Excerpt

------------------------------------------------------------

Part of the debate – in the Senedd at 2:11 pm on 22 December 2021.
The model is also having to be calibrated against changing evidence in relation, for example, to a length of stay. So, it may be that people who become ill with omicron recover more quickly and therefore are in hospital for less time, and that would have an impact on the scenarios that the model sets out. So, we will publish the model, but it is even more provisional at the moment than it would have been at other parts of the coronavirus experiencing.
NHS staff modelling has been important to us, of course. Sickness in the NHS is higher this week than it was last week, as more people are falling ill from both delta and the onset of omicron that we now see in Wales. But this is not just NHS staff, as I know the leader of Plaid Cymru will know; it's staff in the care home sector. Part of the pressure in our health service is because it is more difficult this winter to discharge people to their own homes or to care homes because we don't have the staff there to be able to look after people. But it's not even just in health and social care, it's the ability of local authorities to run refuse collection services, for example. You know, all those vital things that come under pressure if we have more people unable to be in the workplace.

------------------------------------------------------------

Action item A
In the Senedd debate excerpt, how does sickness in the NHS this week compare with sickness last week?
Action item B
Retype the part of the Senedd debate excerpt that opens with the words "NHS staff modelling" and closes with "in the workplace.".
The lines that follow the Senedd debate excerpt are not needed here.

------------------------------------------------------------

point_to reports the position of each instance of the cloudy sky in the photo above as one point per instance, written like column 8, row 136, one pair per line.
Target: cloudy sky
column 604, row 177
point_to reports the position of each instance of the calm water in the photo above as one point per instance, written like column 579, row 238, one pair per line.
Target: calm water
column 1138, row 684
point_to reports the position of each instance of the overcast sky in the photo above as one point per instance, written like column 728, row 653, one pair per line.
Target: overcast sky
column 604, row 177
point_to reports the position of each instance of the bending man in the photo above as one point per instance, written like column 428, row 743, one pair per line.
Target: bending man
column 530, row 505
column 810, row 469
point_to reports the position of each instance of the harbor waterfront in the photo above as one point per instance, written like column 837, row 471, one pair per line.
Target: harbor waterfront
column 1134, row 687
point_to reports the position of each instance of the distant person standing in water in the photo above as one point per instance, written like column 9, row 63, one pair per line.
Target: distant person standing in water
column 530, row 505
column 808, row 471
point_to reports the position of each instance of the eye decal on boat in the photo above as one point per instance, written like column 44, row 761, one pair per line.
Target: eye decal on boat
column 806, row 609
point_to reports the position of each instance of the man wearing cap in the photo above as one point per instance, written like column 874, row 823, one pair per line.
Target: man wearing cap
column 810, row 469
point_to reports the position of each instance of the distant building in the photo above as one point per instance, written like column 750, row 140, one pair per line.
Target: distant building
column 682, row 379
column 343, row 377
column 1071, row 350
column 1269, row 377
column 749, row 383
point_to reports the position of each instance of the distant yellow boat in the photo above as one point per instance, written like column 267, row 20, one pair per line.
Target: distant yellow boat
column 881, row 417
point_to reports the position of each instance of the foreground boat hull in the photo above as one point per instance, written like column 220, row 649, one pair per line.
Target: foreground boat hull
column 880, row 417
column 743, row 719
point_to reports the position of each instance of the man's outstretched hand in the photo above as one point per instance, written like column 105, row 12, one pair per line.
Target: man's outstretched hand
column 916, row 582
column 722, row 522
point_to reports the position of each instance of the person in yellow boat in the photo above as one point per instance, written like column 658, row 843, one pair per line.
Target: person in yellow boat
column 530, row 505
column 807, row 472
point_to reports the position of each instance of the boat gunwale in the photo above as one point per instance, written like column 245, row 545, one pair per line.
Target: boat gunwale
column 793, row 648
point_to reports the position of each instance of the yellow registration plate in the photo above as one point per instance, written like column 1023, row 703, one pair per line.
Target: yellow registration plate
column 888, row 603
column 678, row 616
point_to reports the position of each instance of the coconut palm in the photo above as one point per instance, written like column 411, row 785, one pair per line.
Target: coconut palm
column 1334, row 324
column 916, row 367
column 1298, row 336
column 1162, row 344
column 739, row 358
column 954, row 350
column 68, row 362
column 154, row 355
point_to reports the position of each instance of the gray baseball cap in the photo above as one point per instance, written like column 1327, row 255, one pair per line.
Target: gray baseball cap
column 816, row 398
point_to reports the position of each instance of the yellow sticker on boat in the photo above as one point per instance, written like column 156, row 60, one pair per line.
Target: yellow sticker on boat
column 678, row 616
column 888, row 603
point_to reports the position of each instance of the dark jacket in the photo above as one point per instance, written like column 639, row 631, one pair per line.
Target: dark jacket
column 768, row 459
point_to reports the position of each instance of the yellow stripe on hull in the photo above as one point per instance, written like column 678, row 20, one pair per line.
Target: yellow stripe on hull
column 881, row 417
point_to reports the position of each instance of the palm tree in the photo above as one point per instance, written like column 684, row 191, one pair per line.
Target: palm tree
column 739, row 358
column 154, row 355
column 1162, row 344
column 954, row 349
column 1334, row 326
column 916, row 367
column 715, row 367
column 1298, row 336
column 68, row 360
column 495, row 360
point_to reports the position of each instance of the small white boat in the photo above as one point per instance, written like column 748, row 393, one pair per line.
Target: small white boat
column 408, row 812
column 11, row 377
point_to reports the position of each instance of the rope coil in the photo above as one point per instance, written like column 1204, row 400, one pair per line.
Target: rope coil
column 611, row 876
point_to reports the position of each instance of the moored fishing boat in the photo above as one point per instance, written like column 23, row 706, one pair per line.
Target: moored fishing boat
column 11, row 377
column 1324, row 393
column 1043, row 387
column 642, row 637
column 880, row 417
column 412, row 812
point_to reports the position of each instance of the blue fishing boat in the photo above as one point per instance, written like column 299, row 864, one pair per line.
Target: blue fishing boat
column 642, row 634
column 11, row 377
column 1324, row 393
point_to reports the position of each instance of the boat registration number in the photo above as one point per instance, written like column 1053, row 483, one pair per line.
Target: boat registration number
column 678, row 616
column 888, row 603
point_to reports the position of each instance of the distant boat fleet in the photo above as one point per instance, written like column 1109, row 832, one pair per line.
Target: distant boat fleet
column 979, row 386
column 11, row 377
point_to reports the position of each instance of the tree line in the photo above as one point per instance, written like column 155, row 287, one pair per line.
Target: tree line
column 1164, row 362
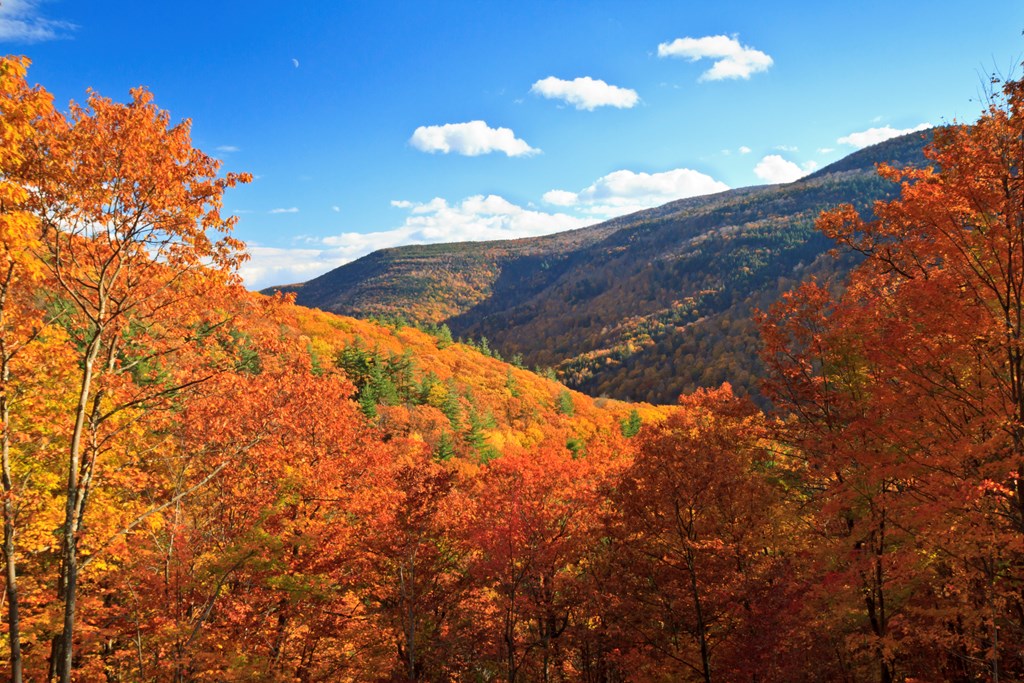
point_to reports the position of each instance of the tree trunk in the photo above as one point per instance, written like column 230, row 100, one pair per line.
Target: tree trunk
column 10, row 568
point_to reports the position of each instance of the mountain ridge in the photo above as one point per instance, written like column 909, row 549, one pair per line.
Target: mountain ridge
column 640, row 307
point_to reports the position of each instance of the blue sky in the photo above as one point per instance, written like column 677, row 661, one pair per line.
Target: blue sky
column 373, row 124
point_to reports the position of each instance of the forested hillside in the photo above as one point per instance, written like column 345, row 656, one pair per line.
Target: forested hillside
column 202, row 483
column 642, row 307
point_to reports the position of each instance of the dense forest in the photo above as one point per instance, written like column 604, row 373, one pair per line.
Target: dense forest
column 642, row 307
column 202, row 483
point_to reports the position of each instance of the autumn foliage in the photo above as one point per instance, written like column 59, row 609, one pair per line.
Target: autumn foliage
column 202, row 483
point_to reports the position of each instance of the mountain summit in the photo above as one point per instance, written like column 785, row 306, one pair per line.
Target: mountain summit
column 641, row 307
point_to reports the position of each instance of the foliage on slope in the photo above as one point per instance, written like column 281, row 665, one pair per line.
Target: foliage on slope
column 642, row 307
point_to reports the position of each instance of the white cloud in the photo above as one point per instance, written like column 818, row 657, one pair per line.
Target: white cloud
column 625, row 191
column 19, row 20
column 271, row 265
column 774, row 169
column 474, row 218
column 875, row 135
column 732, row 59
column 586, row 93
column 470, row 139
column 560, row 198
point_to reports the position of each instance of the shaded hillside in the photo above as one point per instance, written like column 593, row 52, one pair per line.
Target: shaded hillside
column 642, row 307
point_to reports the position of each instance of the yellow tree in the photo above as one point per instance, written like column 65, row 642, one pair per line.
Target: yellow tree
column 23, row 110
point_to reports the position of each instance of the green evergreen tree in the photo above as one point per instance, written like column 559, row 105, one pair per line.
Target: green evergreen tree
column 631, row 425
column 445, row 446
column 564, row 403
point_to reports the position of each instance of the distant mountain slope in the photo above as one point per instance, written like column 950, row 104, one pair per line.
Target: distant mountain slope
column 642, row 307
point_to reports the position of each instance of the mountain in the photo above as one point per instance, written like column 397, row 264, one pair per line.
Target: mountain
column 642, row 307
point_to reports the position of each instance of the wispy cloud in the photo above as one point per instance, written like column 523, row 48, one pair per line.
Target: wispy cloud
column 22, row 22
column 470, row 139
column 586, row 93
column 625, row 191
column 875, row 135
column 775, row 169
column 732, row 59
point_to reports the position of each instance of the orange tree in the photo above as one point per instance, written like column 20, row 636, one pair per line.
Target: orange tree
column 129, row 216
column 907, row 396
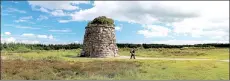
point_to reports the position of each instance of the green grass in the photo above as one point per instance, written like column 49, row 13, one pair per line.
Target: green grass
column 114, row 70
column 64, row 65
column 218, row 53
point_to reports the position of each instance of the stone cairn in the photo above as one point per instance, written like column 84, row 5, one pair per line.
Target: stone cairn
column 99, row 40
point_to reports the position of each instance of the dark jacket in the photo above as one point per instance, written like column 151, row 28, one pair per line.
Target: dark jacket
column 132, row 51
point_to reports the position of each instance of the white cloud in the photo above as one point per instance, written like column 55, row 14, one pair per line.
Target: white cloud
column 154, row 31
column 183, row 16
column 46, row 36
column 24, row 19
column 76, row 41
column 50, row 37
column 64, row 30
column 57, row 5
column 42, row 36
column 64, row 21
column 14, row 10
column 118, row 28
column 190, row 42
column 28, row 35
column 7, row 33
column 29, row 41
column 42, row 17
column 25, row 27
column 58, row 13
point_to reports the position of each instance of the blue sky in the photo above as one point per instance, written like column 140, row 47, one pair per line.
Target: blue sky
column 61, row 22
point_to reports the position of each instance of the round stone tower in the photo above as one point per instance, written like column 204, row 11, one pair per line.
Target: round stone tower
column 99, row 38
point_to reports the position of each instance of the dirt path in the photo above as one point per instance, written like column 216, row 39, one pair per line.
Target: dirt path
column 128, row 57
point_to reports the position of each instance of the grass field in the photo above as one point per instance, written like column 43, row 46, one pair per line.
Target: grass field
column 64, row 65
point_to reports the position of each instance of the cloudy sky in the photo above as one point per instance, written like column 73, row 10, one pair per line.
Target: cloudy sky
column 165, row 22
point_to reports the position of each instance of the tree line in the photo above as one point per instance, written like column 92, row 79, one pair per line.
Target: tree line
column 21, row 46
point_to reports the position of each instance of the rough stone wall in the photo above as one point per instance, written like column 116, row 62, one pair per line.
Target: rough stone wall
column 100, row 41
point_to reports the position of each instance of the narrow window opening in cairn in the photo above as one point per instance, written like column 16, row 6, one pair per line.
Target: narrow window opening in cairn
column 100, row 39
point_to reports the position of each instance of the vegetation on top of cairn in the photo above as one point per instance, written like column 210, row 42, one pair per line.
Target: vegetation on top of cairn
column 102, row 20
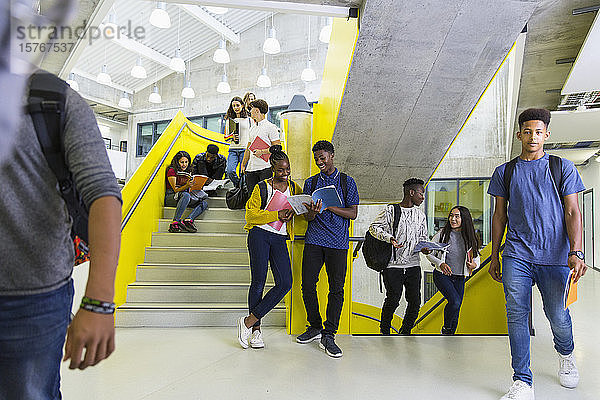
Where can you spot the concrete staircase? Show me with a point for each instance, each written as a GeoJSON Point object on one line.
{"type": "Point", "coordinates": [195, 279]}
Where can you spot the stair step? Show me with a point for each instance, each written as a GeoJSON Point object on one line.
{"type": "Point", "coordinates": [210, 214]}
{"type": "Point", "coordinates": [189, 292]}
{"type": "Point", "coordinates": [195, 273]}
{"type": "Point", "coordinates": [170, 315]}
{"type": "Point", "coordinates": [199, 255]}
{"type": "Point", "coordinates": [199, 239]}
{"type": "Point", "coordinates": [208, 226]}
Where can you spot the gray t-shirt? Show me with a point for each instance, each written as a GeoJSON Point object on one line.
{"type": "Point", "coordinates": [457, 253]}
{"type": "Point", "coordinates": [35, 243]}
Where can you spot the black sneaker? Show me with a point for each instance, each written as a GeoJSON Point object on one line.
{"type": "Point", "coordinates": [328, 344]}
{"type": "Point", "coordinates": [189, 226]}
{"type": "Point", "coordinates": [310, 335]}
{"type": "Point", "coordinates": [176, 227]}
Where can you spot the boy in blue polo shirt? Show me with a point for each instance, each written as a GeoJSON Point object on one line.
{"type": "Point", "coordinates": [543, 245]}
{"type": "Point", "coordinates": [326, 242]}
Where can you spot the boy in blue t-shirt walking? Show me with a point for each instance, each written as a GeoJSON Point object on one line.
{"type": "Point", "coordinates": [326, 242]}
{"type": "Point", "coordinates": [543, 246]}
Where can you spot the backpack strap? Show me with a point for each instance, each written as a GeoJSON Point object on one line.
{"type": "Point", "coordinates": [508, 173]}
{"type": "Point", "coordinates": [262, 185]}
{"type": "Point", "coordinates": [557, 177]}
{"type": "Point", "coordinates": [344, 184]}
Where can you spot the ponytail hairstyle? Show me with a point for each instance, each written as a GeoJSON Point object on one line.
{"type": "Point", "coordinates": [467, 230]}
{"type": "Point", "coordinates": [231, 114]}
{"type": "Point", "coordinates": [277, 154]}
{"type": "Point", "coordinates": [179, 156]}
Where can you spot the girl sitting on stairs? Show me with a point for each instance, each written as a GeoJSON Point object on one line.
{"type": "Point", "coordinates": [177, 193]}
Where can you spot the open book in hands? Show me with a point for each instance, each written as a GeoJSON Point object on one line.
{"type": "Point", "coordinates": [328, 196]}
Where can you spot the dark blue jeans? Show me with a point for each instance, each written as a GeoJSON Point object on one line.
{"type": "Point", "coordinates": [518, 277]}
{"type": "Point", "coordinates": [234, 159]}
{"type": "Point", "coordinates": [267, 247]}
{"type": "Point", "coordinates": [452, 288]}
{"type": "Point", "coordinates": [32, 335]}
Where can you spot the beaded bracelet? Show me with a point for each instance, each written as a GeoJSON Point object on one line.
{"type": "Point", "coordinates": [97, 306]}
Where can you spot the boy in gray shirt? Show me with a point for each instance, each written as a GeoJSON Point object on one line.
{"type": "Point", "coordinates": [36, 290]}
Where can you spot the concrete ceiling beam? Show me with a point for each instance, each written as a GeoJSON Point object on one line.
{"type": "Point", "coordinates": [272, 6]}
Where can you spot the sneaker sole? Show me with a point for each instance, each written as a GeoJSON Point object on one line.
{"type": "Point", "coordinates": [328, 353]}
{"type": "Point", "coordinates": [240, 322]}
{"type": "Point", "coordinates": [318, 337]}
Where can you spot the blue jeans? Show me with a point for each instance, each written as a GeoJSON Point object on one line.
{"type": "Point", "coordinates": [182, 203]}
{"type": "Point", "coordinates": [267, 248]}
{"type": "Point", "coordinates": [518, 276]}
{"type": "Point", "coordinates": [32, 335]}
{"type": "Point", "coordinates": [452, 288]}
{"type": "Point", "coordinates": [234, 159]}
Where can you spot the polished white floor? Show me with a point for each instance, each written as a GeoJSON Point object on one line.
{"type": "Point", "coordinates": [204, 363]}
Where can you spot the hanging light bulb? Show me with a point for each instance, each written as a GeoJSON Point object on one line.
{"type": "Point", "coordinates": [221, 55]}
{"type": "Point", "coordinates": [223, 86]}
{"type": "Point", "coordinates": [138, 71]}
{"type": "Point", "coordinates": [308, 74]}
{"type": "Point", "coordinates": [217, 10]}
{"type": "Point", "coordinates": [263, 79]}
{"type": "Point", "coordinates": [124, 101]}
{"type": "Point", "coordinates": [155, 96]}
{"type": "Point", "coordinates": [160, 17]}
{"type": "Point", "coordinates": [325, 34]}
{"type": "Point", "coordinates": [72, 82]}
{"type": "Point", "coordinates": [177, 64]}
{"type": "Point", "coordinates": [103, 77]}
{"type": "Point", "coordinates": [188, 92]}
{"type": "Point", "coordinates": [271, 45]}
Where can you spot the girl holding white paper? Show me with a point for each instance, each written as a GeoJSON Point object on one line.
{"type": "Point", "coordinates": [267, 221]}
{"type": "Point", "coordinates": [456, 263]}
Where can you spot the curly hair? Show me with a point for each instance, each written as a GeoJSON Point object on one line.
{"type": "Point", "coordinates": [534, 114]}
{"type": "Point", "coordinates": [179, 156]}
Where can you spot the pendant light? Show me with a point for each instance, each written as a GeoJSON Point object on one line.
{"type": "Point", "coordinates": [271, 45]}
{"type": "Point", "coordinates": [221, 55]}
{"type": "Point", "coordinates": [217, 10]}
{"type": "Point", "coordinates": [138, 71]}
{"type": "Point", "coordinates": [124, 101]}
{"type": "Point", "coordinates": [103, 77]}
{"type": "Point", "coordinates": [325, 34]}
{"type": "Point", "coordinates": [160, 17]}
{"type": "Point", "coordinates": [308, 74]}
{"type": "Point", "coordinates": [72, 82]}
{"type": "Point", "coordinates": [223, 86]}
{"type": "Point", "coordinates": [188, 92]}
{"type": "Point", "coordinates": [177, 64]}
{"type": "Point", "coordinates": [155, 95]}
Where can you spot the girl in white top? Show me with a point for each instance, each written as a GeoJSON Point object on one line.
{"type": "Point", "coordinates": [455, 264]}
{"type": "Point", "coordinates": [237, 126]}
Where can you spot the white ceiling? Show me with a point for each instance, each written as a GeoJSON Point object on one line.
{"type": "Point", "coordinates": [584, 75]}
{"type": "Point", "coordinates": [195, 38]}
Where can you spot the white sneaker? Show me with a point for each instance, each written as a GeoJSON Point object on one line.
{"type": "Point", "coordinates": [519, 391]}
{"type": "Point", "coordinates": [568, 375]}
{"type": "Point", "coordinates": [256, 341]}
{"type": "Point", "coordinates": [243, 333]}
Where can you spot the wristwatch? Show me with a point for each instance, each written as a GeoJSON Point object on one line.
{"type": "Point", "coordinates": [578, 254]}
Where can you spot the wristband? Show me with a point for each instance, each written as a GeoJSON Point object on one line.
{"type": "Point", "coordinates": [97, 306]}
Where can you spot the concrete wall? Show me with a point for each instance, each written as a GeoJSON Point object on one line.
{"type": "Point", "coordinates": [284, 69]}
{"type": "Point", "coordinates": [590, 174]}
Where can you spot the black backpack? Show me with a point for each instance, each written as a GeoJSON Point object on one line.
{"type": "Point", "coordinates": [46, 105]}
{"type": "Point", "coordinates": [555, 171]}
{"type": "Point", "coordinates": [378, 253]}
{"type": "Point", "coordinates": [343, 184]}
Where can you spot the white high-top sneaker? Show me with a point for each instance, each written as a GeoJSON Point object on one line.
{"type": "Point", "coordinates": [519, 391]}
{"type": "Point", "coordinates": [568, 375]}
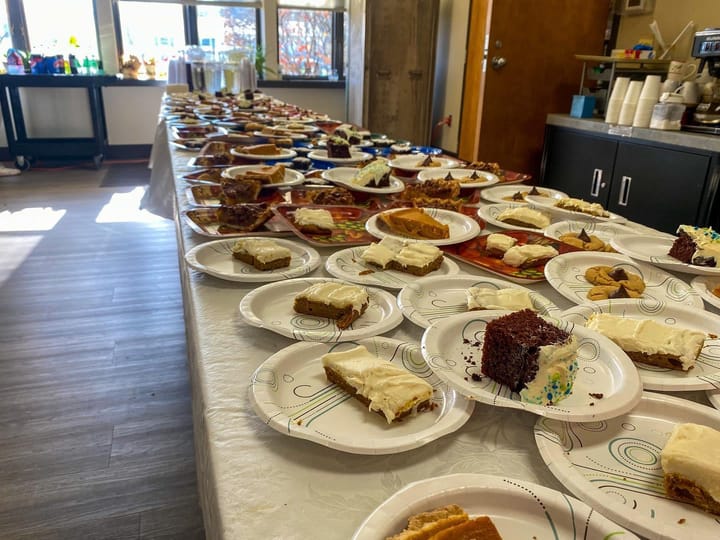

------------------------------------------------------------

Response area A
It is higher this week than it was last week.

Response area B
NHS staff modelling has been important to us, of course. Sickness in the NHS is higher this week than it was last week, as more people are falling ill from both delta and the onset of omicron that we now see in Wales. But this is not just NHS staff, as I know the leader of Plaid Cymru will know; it's staff in the care home sector. Part of the pressure in our health service is because it is more difficult this winter to discharge people to their own homes or to care homes because we don't have the staff there to be able to look after people. But it's not even just in health and social care, it's the ability of local authorities to run refuse collection services, for example. You know, all those vital things that come under pressure if we have more people unable to be in the workplace.